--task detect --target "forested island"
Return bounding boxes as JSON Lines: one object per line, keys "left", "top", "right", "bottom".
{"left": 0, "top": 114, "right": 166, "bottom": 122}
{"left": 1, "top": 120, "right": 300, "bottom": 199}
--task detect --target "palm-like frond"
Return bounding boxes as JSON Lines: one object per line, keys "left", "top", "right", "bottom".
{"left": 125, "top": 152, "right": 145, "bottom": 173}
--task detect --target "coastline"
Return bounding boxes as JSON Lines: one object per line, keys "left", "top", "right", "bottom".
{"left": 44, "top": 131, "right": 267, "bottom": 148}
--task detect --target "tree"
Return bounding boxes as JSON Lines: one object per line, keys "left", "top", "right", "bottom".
..............................
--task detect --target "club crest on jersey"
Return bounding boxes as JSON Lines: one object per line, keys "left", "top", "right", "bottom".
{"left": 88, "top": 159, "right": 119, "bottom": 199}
..............................
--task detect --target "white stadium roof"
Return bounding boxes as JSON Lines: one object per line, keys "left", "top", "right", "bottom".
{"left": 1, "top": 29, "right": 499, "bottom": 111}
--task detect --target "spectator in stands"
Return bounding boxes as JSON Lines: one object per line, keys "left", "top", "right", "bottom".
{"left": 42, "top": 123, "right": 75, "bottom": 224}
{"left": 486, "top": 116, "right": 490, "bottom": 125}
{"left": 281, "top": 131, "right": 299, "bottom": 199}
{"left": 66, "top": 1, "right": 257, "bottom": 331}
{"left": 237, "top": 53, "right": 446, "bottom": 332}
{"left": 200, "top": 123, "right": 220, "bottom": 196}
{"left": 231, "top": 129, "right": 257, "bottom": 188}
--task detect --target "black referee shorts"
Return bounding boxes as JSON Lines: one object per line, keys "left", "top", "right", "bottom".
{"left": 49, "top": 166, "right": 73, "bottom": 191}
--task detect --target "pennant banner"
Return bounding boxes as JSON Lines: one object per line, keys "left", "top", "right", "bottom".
..............................
(EXERCISE): Search the data above for the word "detect". Copy each line it is in.

(SOLUTION):
--task detect --target "forested island"
--task detect --target "palm-like frond"
--task detect --target "coastline"
--task detect --target "tree"
--task detect --target "club crest on jersey"
--task detect --target "white stadium roof"
--task detect --target "spectator in stands"
--task detect --target "black referee shorts"
--task detect --target "pennant banner"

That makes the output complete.